** Opening Extracted data block **

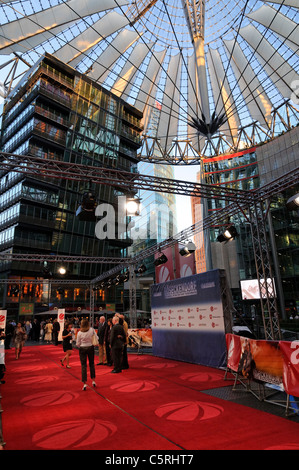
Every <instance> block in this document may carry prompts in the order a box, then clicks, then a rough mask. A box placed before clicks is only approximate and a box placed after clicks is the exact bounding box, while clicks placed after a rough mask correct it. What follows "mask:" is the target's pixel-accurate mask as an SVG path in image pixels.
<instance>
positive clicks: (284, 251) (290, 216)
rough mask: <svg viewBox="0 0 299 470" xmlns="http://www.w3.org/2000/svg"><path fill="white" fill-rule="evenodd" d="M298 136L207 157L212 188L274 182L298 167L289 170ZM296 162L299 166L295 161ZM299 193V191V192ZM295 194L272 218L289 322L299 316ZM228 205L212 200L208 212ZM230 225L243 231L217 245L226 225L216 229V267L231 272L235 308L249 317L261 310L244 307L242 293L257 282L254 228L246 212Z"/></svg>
mask: <svg viewBox="0 0 299 470" xmlns="http://www.w3.org/2000/svg"><path fill="white" fill-rule="evenodd" d="M298 135H299V133H298V130H297V129H294V130H293V131H291V133H290V135H289V134H287V135H285V136H282V137H278V138H277V139H276V140H274V141H273V142H270V143H267V144H265V145H263V146H259V147H256V148H252V149H249V150H246V151H242V152H238V153H235V154H230V155H221V156H217V157H211V158H205V159H203V176H204V180H205V182H206V183H208V184H212V185H224V186H229V187H231V188H234V189H240V190H253V189H255V188H258V187H259V186H262V185H263V184H266V183H268V182H271V181H274V180H275V178H277V177H280V176H282V175H283V174H285V173H286V172H287V171H290V169H291V168H292V162H290V163H289V164H288V166H286V161H287V162H289V158H290V157H289V156H290V155H293V154H294V155H295V148H294V147H296V145H297V147H298V146H299V143H298V142H299V140H298ZM297 147H296V148H297ZM293 160H294V164H295V158H294V159H293ZM270 161H271V166H269V163H270ZM273 172H275V174H274V173H273ZM298 190H299V188H297V192H298ZM294 192H295V193H296V188H293V189H292V190H291V191H290V190H288V191H285V192H284V193H282V194H278V195H277V196H276V197H275V198H274V199H273V200H272V201H271V205H270V210H269V214H268V218H267V227H268V240H269V244H270V252H271V258H272V260H271V263H272V269H273V275H274V278H275V285H276V291H277V295H278V306H279V310H280V313H281V317H282V318H283V319H287V318H289V317H290V315H293V316H296V315H297V314H298V313H299V284H298V283H299V269H298V267H299V258H298V256H299V251H298V250H299V230H298V227H299V224H298V222H299V219H298V217H299V212H298V211H292V212H290V211H288V210H287V209H286V202H287V200H288V198H289V197H291V196H292V195H294ZM225 204H229V201H225V202H224V201H218V200H208V202H207V205H208V211H209V212H210V213H211V212H214V211H217V210H219V209H221V208H222V207H224V205H225ZM227 222H228V221H227ZM229 222H230V223H232V224H233V225H235V227H236V229H237V232H238V236H237V237H236V238H235V240H234V241H233V242H230V243H228V244H223V243H219V242H217V237H218V235H219V234H220V233H223V232H224V230H225V227H226V225H224V224H219V225H215V226H213V227H212V228H211V230H210V244H211V256H212V266H213V268H218V267H221V268H225V269H226V271H227V273H228V278H229V281H230V285H231V288H232V294H233V298H234V302H235V306H236V307H237V308H238V309H239V310H242V311H243V312H244V311H245V312H250V306H251V305H253V304H255V305H256V308H257V309H258V308H259V301H250V302H249V301H244V302H242V297H241V289H240V281H242V280H246V279H256V277H257V276H256V267H255V262H254V253H253V247H252V240H251V230H250V224H249V223H248V221H247V220H246V218H245V217H244V215H243V214H242V213H241V212H239V213H238V214H236V215H234V216H233V217H232V218H231V220H230V221H229ZM220 263H222V265H221V266H219V264H220Z"/></svg>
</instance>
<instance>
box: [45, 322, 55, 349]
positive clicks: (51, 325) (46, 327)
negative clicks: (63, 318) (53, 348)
mask: <svg viewBox="0 0 299 470" xmlns="http://www.w3.org/2000/svg"><path fill="white" fill-rule="evenodd" d="M52 331H53V325H52V323H51V321H50V320H49V321H48V322H47V323H46V326H45V341H47V343H49V342H50V341H52Z"/></svg>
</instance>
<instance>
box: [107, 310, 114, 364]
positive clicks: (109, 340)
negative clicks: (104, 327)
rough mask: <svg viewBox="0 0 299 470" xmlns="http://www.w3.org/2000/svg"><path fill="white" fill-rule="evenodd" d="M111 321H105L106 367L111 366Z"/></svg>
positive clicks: (108, 318) (111, 324)
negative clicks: (106, 359) (105, 331)
mask: <svg viewBox="0 0 299 470" xmlns="http://www.w3.org/2000/svg"><path fill="white" fill-rule="evenodd" d="M112 326H113V325H112V319H111V318H108V320H107V328H106V332H105V347H106V358H107V366H112V357H111V345H110V334H111V328H112Z"/></svg>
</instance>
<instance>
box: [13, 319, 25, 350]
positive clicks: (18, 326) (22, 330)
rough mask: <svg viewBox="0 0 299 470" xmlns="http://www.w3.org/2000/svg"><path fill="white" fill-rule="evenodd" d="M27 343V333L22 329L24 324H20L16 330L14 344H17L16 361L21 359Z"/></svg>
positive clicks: (23, 329)
mask: <svg viewBox="0 0 299 470" xmlns="http://www.w3.org/2000/svg"><path fill="white" fill-rule="evenodd" d="M25 341H26V331H25V330H24V328H22V324H21V323H20V322H19V323H18V324H17V326H16V328H15V331H14V334H13V342H14V344H15V351H16V359H20V355H21V352H22V349H23V346H24V343H25Z"/></svg>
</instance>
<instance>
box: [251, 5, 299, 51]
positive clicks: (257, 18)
mask: <svg viewBox="0 0 299 470" xmlns="http://www.w3.org/2000/svg"><path fill="white" fill-rule="evenodd" d="M298 3H299V0H298ZM247 17H248V18H251V19H253V20H255V21H257V22H258V23H260V24H262V25H263V26H265V27H266V28H270V29H271V30H272V31H274V32H275V33H277V34H278V35H279V36H281V37H282V38H284V39H286V41H285V43H286V44H287V46H288V47H290V48H291V49H292V50H293V51H294V52H296V53H297V52H298V50H299V26H298V24H297V23H295V22H294V21H292V20H291V19H290V18H287V17H285V16H284V15H283V14H282V13H280V12H278V11H277V10H276V9H275V8H272V7H270V6H269V5H263V6H262V7H261V8H259V9H258V10H256V11H254V12H252V13H250V14H248V15H247Z"/></svg>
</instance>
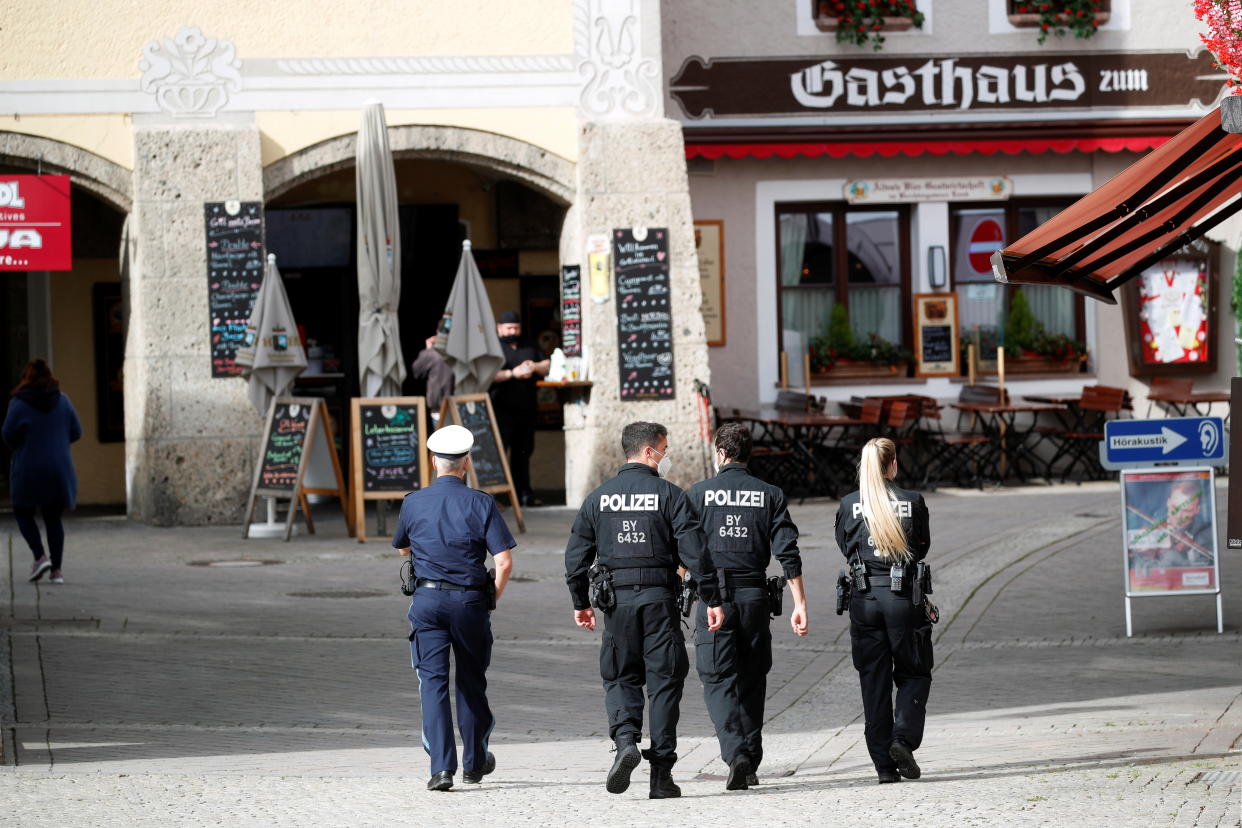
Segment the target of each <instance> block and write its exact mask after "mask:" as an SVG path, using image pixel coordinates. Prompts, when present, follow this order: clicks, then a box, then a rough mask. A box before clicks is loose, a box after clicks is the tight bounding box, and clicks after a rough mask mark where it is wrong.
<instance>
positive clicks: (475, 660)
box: [392, 426, 517, 791]
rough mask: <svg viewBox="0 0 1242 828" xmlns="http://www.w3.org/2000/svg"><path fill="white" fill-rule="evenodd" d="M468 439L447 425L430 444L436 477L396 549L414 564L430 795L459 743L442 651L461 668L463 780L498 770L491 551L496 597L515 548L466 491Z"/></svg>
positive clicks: (458, 686)
mask: <svg viewBox="0 0 1242 828" xmlns="http://www.w3.org/2000/svg"><path fill="white" fill-rule="evenodd" d="M473 444H474V436H473V434H471V432H469V431H468V430H467V428H463V427H461V426H446V427H443V428H441V430H438V431H436V432H435V433H433V434H432V436H431V438H430V439H427V449H428V451H430V452H431V454H432V463H433V464H435V468H436V474H437V477H436V480H435V483H432V484H431V485H430V487H427V488H426V489H421V490H419V492H411V493H410V494H407V495H406V498H405V502H404V503H402V504H401V516H400V520H399V525H397V529H396V535H395V536H394V538H392V546H394V547H396V549H399V550H401V554H402V555H409V556H410V560H411V562H412V564H414V581H415V591H414V598H412V600H411V601H410V614H409V618H410V631H411V632H410V662H411V664H412V665H414V669H415V672H416V673H417V675H419V695H420V698H421V700H422V745H424V747H425V749H426V751H427V754H428V755H430V756H431V780H430V781H428V782H427V790H428V791H447V790H448V788H451V787H452V786H453V773H455V772H456V771H457V744H456V741H455V740H453V719H452V710H451V709H450V704H448V650H450V648H452V650H453V655H455V657H456V658H455V660H456V665H457V725H458V729H460V730H461V734H462V741H463V742H465V745H463V746H462V768H463V772H462V780H463V781H465V782H471V783H478V782H482V781H483V777H484V776H487V775H488V773H491V772H492V771H493V770H494V768H496V757H494V756H492V754H491V752H489V751H488V750H487V739H488V735H489V734H491V732H492V727H493V726H494V725H496V719H494V718H493V716H492V709H491V708H489V706H488V704H487V665H488V663H489V662H491V660H492V621H491V614H489V612H488V591H487V587H488V581H489V575H488V572H487V569H486V567H484V564H486V560H487V556H488V554H491V555H492V557H493V560H494V561H496V597H497V600H499V597H501V595H502V593H503V592H504V586H505V583H508V581H509V575H510V574H512V572H513V557H512V554H510V550H512V549H513V547H514V546H515V545H517V544H515V542H514V540H513V534H512V533H510V531H509V528H508V526H505V525H504V520H503V519H502V518H501V513H499V511H498V510H497V508H496V502H494V500H493V499H492V497H491V495H489V494H486V493H483V492H477V490H474V489H471V488H469V487H467V485H466V470H467V468H468V467H469V462H471V461H469V452H471V448H472V447H473Z"/></svg>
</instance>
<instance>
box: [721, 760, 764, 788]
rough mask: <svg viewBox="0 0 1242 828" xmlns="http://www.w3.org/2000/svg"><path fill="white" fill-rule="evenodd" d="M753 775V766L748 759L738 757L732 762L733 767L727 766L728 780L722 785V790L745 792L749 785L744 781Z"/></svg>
mask: <svg viewBox="0 0 1242 828" xmlns="http://www.w3.org/2000/svg"><path fill="white" fill-rule="evenodd" d="M754 775H755V766H754V765H753V763H751V762H750V757H749V756H739V757H737V758H735V760H733V765H730V766H729V778H728V780H727V781H725V783H724V790H725V791H745V790H746V788H748V787H750V783H749V782H748V781H746V780H748V778H749V777H751V776H754ZM756 781H758V780H756Z"/></svg>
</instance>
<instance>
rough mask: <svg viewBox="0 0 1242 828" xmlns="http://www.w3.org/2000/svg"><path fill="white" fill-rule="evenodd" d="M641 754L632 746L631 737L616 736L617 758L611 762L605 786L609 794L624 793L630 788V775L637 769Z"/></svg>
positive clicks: (636, 748) (636, 745) (631, 738)
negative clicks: (627, 788)
mask: <svg viewBox="0 0 1242 828" xmlns="http://www.w3.org/2000/svg"><path fill="white" fill-rule="evenodd" d="M641 760H642V754H640V752H638V746H637V745H635V744H633V736H617V757H616V758H615V760H614V761H612V768H611V770H610V771H609V782H607V785H606V787H607V791H609V793H625V792H626V790H627V788H628V787H630V775H631V773H633V768H636V767H638V762H640V761H641Z"/></svg>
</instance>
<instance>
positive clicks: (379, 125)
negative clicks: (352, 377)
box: [355, 102, 405, 397]
mask: <svg viewBox="0 0 1242 828" xmlns="http://www.w3.org/2000/svg"><path fill="white" fill-rule="evenodd" d="M356 158H358V161H356V170H355V180H356V184H358V302H359V312H358V369H359V374H360V377H359V386H360V387H361V394H363V396H364V397H376V396H385V397H388V396H397V395H400V394H401V381H402V380H405V359H404V358H402V356H401V338H400V335H399V326H397V318H396V310H397V305H399V304H400V302H401V241H400V237H399V230H397V211H396V210H397V204H396V174H395V171H394V169H392V153H391V150H390V149H389V143H388V128H386V125H385V123H384V106H383V104H380V103H378V102H373V103H368V104H366V107H365V108H364V109H363V123H361V127H360V128H359V130H358V149H356Z"/></svg>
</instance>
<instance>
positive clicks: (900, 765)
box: [888, 739, 923, 780]
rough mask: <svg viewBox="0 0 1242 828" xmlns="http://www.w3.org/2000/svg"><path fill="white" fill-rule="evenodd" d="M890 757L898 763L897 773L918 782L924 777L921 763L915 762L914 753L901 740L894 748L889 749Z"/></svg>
mask: <svg viewBox="0 0 1242 828" xmlns="http://www.w3.org/2000/svg"><path fill="white" fill-rule="evenodd" d="M888 755H889V756H892V757H893V761H894V762H897V772H898V773H900V775H902V776H904V777H905V778H908V780H917V778H919V777H920V776H923V771H920V770H919V763H918V762H915V761H914V751H912V750H910V746H909V745H907V744H905V742H903V741H902V740H900V739H898V740H897V741H894V742H893V746H892V747H889V749H888Z"/></svg>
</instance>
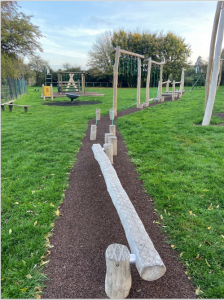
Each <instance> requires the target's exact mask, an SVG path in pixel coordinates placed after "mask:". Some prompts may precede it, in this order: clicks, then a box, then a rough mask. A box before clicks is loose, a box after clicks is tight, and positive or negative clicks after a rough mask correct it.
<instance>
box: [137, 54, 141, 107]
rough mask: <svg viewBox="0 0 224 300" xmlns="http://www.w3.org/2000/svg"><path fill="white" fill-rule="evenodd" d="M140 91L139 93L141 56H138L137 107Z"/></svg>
mask: <svg viewBox="0 0 224 300" xmlns="http://www.w3.org/2000/svg"><path fill="white" fill-rule="evenodd" d="M140 93H141V58H140V57H138V77H137V108H139V104H140Z"/></svg>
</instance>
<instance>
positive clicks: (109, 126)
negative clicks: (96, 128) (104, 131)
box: [109, 125, 116, 136]
mask: <svg viewBox="0 0 224 300" xmlns="http://www.w3.org/2000/svg"><path fill="white" fill-rule="evenodd" d="M109 132H110V133H112V134H113V135H114V136H116V126H115V125H109Z"/></svg>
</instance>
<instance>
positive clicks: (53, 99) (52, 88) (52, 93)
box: [50, 83, 54, 101]
mask: <svg viewBox="0 0 224 300" xmlns="http://www.w3.org/2000/svg"><path fill="white" fill-rule="evenodd" d="M50 89H51V101H53V100H54V97H53V87H52V83H51V84H50Z"/></svg>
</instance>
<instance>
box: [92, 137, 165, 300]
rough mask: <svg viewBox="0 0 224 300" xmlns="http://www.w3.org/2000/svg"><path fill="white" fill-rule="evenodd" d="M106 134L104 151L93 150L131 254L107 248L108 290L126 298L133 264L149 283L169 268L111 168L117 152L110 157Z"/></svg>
mask: <svg viewBox="0 0 224 300" xmlns="http://www.w3.org/2000/svg"><path fill="white" fill-rule="evenodd" d="M106 135H107V136H106ZM106 135H105V144H104V148H102V147H101V145H100V144H93V146H92V150H93V154H94V157H95V159H96V160H97V161H98V163H99V166H100V168H101V171H102V174H103V176H104V179H105V183H106V185H107V190H108V193H109V194H110V197H111V199H112V202H113V204H114V206H115V208H116V210H117V213H118V216H119V218H120V221H121V223H122V226H123V228H124V231H125V235H126V238H127V241H128V244H129V247H130V249H131V254H130V252H129V250H128V248H127V247H126V246H124V245H121V244H111V245H109V246H108V248H107V249H106V253H105V258H106V278H105V291H106V294H107V296H108V297H109V298H113V299H124V298H126V297H127V296H128V294H129V291H130V288H131V281H132V280H131V269H130V264H131V263H132V264H135V266H136V268H137V270H138V272H139V275H140V276H141V278H143V279H144V280H147V281H153V280H157V279H159V278H160V277H161V276H163V275H164V274H165V272H166V267H165V265H164V263H163V261H162V259H161V258H160V255H159V253H158V252H157V251H156V249H155V247H154V245H153V243H152V241H151V239H150V238H149V236H148V234H147V232H146V230H145V227H144V225H143V223H142V221H141V219H140V218H139V216H138V214H137V212H136V210H135V208H134V206H133V205H132V203H131V201H130V199H129V197H128V195H127V193H126V192H125V190H124V189H123V187H122V185H121V183H120V180H119V178H118V176H117V173H116V171H115V169H114V168H113V166H112V163H113V155H114V153H112V155H111V152H113V144H112V143H110V139H112V137H110V136H109V135H110V134H106ZM106 138H108V142H107V141H106ZM111 156H112V157H111Z"/></svg>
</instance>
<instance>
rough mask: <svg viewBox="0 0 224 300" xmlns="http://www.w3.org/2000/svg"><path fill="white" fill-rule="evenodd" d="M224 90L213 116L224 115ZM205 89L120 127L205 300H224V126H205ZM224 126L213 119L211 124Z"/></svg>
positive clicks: (164, 105)
mask: <svg viewBox="0 0 224 300" xmlns="http://www.w3.org/2000/svg"><path fill="white" fill-rule="evenodd" d="M223 99H224V88H223V87H222V88H220V89H219V91H218V93H217V96H216V101H215V106H214V110H213V112H216V113H217V112H224V105H223ZM203 110H204V89H202V90H200V91H197V92H195V91H194V92H188V93H185V94H184V95H183V97H182V98H181V99H180V100H179V101H177V102H169V103H163V104H161V105H159V106H156V107H151V108H147V109H144V110H142V111H140V112H137V113H135V114H132V115H128V116H125V117H122V118H119V119H118V120H117V122H116V125H117V126H118V128H119V130H120V131H121V134H122V136H123V138H124V140H125V142H126V144H127V147H128V151H129V152H128V153H129V156H130V158H131V160H132V162H133V163H134V165H135V166H136V168H137V171H138V173H139V177H140V179H141V180H142V181H143V182H144V187H145V189H146V190H147V193H148V194H149V195H150V196H151V197H152V198H153V200H154V207H155V209H156V211H157V212H158V214H159V216H160V221H159V223H160V224H159V226H160V227H161V230H163V231H164V232H165V233H166V234H168V237H169V238H168V241H167V242H168V243H170V244H172V245H174V249H175V251H177V252H178V254H179V257H180V260H181V261H182V262H183V263H184V265H185V266H186V268H187V272H188V276H189V277H190V280H192V281H193V283H194V284H195V286H196V287H199V286H200V290H201V291H202V292H203V293H200V297H203V298H224V188H223V187H224V140H223V134H224V126H207V127H204V126H196V125H195V124H201V122H202V119H203ZM217 123H224V120H223V119H221V118H219V117H212V121H211V124H217Z"/></svg>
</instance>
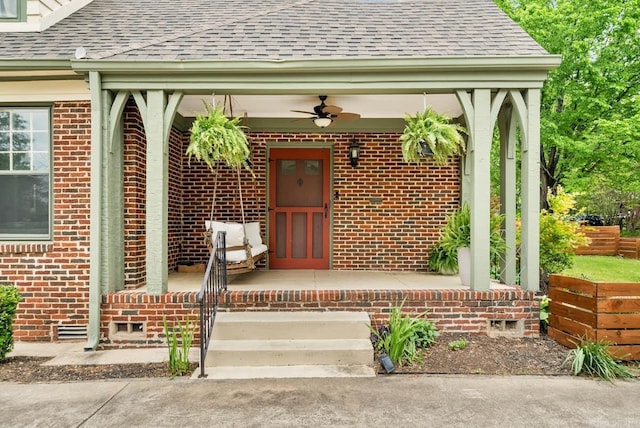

** Closing Extracted data block **

Problem to solve: The response should consist of the lines above from the first through the one containing "positive clicks: (284, 251) (290, 216)", transcribed exactly, with every picture left out.

Solution to this task:
Every <instance> block in this document may carry prompts in the order a box, then clicks, then a rough mask. A box placed before clicks is only approximate and a box placed after clicks is the exact bounding box, while clicks placed after a rough mask correct it. What follows "mask:" is the target's pixel-accurate mask as an SVG path in image pixels.
<instance>
positive clicks: (284, 251) (290, 216)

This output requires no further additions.